(Input data):
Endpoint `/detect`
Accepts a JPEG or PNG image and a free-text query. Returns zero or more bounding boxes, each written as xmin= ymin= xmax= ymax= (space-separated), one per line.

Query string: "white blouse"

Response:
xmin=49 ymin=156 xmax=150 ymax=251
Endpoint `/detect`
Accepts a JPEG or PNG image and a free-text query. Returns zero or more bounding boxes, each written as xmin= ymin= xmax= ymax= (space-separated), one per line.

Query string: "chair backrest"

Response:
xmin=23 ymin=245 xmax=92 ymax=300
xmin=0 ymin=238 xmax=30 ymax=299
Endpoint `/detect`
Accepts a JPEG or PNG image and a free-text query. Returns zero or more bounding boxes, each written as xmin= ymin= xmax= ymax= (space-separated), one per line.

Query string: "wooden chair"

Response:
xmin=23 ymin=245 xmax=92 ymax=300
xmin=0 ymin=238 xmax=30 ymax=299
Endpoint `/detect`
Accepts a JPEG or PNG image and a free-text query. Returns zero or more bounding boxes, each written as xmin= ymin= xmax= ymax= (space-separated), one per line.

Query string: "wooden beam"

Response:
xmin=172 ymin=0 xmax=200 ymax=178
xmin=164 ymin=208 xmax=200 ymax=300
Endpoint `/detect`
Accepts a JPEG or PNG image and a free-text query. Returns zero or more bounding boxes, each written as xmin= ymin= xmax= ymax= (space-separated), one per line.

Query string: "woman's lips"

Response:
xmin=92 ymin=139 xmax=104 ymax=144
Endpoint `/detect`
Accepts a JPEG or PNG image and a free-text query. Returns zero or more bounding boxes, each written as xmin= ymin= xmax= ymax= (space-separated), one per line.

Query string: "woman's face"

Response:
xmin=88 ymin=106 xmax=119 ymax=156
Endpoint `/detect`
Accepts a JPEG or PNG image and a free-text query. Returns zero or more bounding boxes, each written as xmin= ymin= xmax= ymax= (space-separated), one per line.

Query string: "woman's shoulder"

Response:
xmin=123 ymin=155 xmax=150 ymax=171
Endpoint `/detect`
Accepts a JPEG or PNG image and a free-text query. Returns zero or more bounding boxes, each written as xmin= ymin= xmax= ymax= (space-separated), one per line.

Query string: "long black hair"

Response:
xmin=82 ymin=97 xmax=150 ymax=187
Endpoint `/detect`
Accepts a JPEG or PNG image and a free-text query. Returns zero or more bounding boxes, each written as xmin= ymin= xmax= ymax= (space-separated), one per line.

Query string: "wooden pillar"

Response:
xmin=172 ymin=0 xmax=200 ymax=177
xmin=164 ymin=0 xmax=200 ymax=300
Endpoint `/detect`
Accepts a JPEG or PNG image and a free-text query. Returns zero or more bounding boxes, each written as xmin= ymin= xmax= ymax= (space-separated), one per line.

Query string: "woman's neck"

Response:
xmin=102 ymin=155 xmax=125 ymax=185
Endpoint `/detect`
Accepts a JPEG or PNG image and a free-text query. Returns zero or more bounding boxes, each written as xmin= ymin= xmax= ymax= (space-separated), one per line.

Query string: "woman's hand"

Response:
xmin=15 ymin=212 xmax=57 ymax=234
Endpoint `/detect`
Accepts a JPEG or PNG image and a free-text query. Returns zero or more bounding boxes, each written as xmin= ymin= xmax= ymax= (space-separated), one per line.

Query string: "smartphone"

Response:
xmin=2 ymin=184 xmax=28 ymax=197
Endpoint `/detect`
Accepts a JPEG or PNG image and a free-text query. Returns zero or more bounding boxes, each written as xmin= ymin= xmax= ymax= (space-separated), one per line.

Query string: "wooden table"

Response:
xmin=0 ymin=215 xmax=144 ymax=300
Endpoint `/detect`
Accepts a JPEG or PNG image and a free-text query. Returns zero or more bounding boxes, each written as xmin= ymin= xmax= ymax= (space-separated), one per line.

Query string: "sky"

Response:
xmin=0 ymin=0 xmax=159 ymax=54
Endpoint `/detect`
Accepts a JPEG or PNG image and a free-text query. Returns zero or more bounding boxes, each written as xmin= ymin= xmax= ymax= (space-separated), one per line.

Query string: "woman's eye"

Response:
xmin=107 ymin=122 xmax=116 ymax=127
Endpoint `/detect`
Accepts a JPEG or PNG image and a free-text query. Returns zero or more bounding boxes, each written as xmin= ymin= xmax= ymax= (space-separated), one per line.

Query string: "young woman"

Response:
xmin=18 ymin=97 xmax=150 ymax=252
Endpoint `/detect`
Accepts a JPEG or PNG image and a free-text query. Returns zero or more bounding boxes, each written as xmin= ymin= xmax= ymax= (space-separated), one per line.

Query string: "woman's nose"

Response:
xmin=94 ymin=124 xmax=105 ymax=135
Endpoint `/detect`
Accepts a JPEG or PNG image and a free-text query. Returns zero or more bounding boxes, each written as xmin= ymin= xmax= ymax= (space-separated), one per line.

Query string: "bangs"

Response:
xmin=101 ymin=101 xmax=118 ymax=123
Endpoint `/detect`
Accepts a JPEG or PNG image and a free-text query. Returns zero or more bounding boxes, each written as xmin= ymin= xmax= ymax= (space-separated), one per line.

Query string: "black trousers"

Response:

(Required task): Turn all of the material above into a numbered list with one line per item, omitting the blank lines.

(The solution):
1. Endpoint `/detect`
2. Accepts a JPEG or PNG image and a free-text query. Returns zero or more bounding boxes, each written as xmin= ymin= xmax= ymax= (space-separated), one per line.
3. Query string: "white blouse"
4. Response:
5. xmin=49 ymin=156 xmax=150 ymax=251
6. Endpoint `/detect`
7. Accepts a JPEG or PNG image and a free-text query. Returns zero or more bounding boxes, each written as xmin= ymin= xmax= ymax= (space-separated), one per line.
8. Query string: "chair backrest"
9. Response:
10. xmin=23 ymin=245 xmax=92 ymax=300
11. xmin=0 ymin=238 xmax=30 ymax=299
12. Endpoint `/detect`
13. Accepts a JPEG or PNG image and a free-text query. Returns zero or more bounding boxes, each written as xmin= ymin= xmax= ymax= (space-separated), one per line.
14. Query string: "wooden chair"
15. Response:
16. xmin=23 ymin=245 xmax=92 ymax=300
17. xmin=0 ymin=238 xmax=30 ymax=299
18. Endpoint `/detect`
19. Accepts a JPEG or PNG image and a free-text query. Returns zero or more bounding boxes, each written as xmin= ymin= xmax= ymax= (space-separated), one per line.
20. Query string: "wooden beam"
21. Response:
22. xmin=172 ymin=0 xmax=200 ymax=178
23. xmin=164 ymin=208 xmax=200 ymax=300
24. Endpoint `/detect`
25. Accepts a JPEG or PNG image and a free-text query. Returns zero or more bounding boxes, each written as xmin= ymin= xmax= ymax= (space-separated), one per line.
26. Query string: "woman's lips"
27. Response:
28. xmin=92 ymin=139 xmax=104 ymax=144
29. Endpoint `/detect`
30. Accepts a JPEG or PNG image and a free-text query. Returns zero or more bounding boxes, each written as xmin= ymin= xmax= ymax= (space-separated), one per line.
31. Query string: "woman's face"
32. Response:
33. xmin=88 ymin=106 xmax=119 ymax=156
34. Endpoint `/detect`
35. Accepts a JPEG or PNG image and a free-text query. Returns zero or more bounding boxes, each written as xmin= ymin= xmax= ymax= (space-separated), one per line.
36. Query string: "woman's shoulder"
37. Response:
38. xmin=123 ymin=155 xmax=150 ymax=171
39. Endpoint `/detect`
40. Accepts a JPEG or PNG image and a free-text query. Returns zero or more bounding boxes, each written as xmin= ymin= xmax= ymax= (space-separated), one per line.
41. Query string: "long black hair"
42. Response:
43. xmin=82 ymin=97 xmax=150 ymax=187
44. Endpoint `/detect`
45. Accepts a JPEG or PNG image and a free-text query. Returns zero or more bounding boxes, each written as xmin= ymin= xmax= ymax= (space-separated), one per line.
46. Query string: "wooden pillar"
47. Response:
48. xmin=172 ymin=0 xmax=200 ymax=177
49. xmin=164 ymin=0 xmax=200 ymax=300
50. Endpoint `/detect`
51. Accepts a JPEG or PNG image and a free-text query. Returns zero or more bounding boxes, each written as xmin= ymin= xmax= ymax= (space-separated), one per line.
52. Query string: "woman's neck"
53. Response:
54. xmin=102 ymin=155 xmax=125 ymax=185
55. Endpoint `/detect`
56. Accepts a JPEG or PNG image and a free-text query. Returns zero or more bounding boxes, each written as xmin= ymin= xmax= ymax= (space-separated), one per line.
57. Query string: "woman's hand"
58. Response:
59. xmin=15 ymin=212 xmax=57 ymax=234
60. Endpoint `/detect`
61. Accepts a JPEG or PNG image and a free-text query. Returns zero or more bounding boxes, each written as xmin= ymin= xmax= ymax= (space-separated), one per line.
62. Query string: "smartphone"
63. Response:
64. xmin=2 ymin=184 xmax=28 ymax=197
65. Endpoint `/detect`
66. Accepts a JPEG or PNG image and a free-text query. Returns zero or more bounding boxes, each written as xmin= ymin= xmax= ymax= (space-separated), one per line.
67. Query string: "wooden table"
68. Response:
69. xmin=0 ymin=215 xmax=144 ymax=300
70. Endpoint `/detect`
71. Accepts a JPEG or PNG image and a free-text query. Returns zero or more bounding boxes, each written as xmin= ymin= xmax= ymax= (space-separated), one per line.
72. Query string: "sky"
73. Response:
74. xmin=0 ymin=0 xmax=159 ymax=54
75. Endpoint `/detect`
76. Accepts a JPEG or PNG image and a free-text query. Returns zero or more bounding boxes, each written as xmin= ymin= xmax= ymax= (space-separated), one per line.
77. Query string: "woman's eye"
78. Response:
79. xmin=107 ymin=122 xmax=116 ymax=127
80. Endpoint `/detect`
81. Accepts a JPEG or PNG image and a free-text query. Returns zero or more bounding boxes, each written as xmin= ymin= xmax= ymax= (space-separated), one per line.
82. Query string: "young woman"
83. Response:
84. xmin=18 ymin=97 xmax=150 ymax=252
85. Endpoint `/detect`
86. Accepts a JPEG or PNG image and a free-text query. Returns zero or more bounding boxes, each written as xmin= ymin= xmax= ymax= (space-separated), one per line.
87. Query string: "woman's nose"
88. Response:
89. xmin=94 ymin=124 xmax=105 ymax=135
90. Endpoint `/detect`
91. Accepts a JPEG or PNG image and a free-text query. Returns zero or more bounding boxes, each written as xmin= ymin= xmax= ymax= (space-separated), one per line.
92. Query string: "bangs"
93. Response:
94. xmin=101 ymin=101 xmax=118 ymax=123
95. Endpoint `/detect`
96. Accepts a JPEG or PNG image and a free-text query. Returns zero or more bounding boxes, each written as xmin= ymin= xmax= ymax= (space-separated), one per line.
97. Query string: "black trousers"
98. Response:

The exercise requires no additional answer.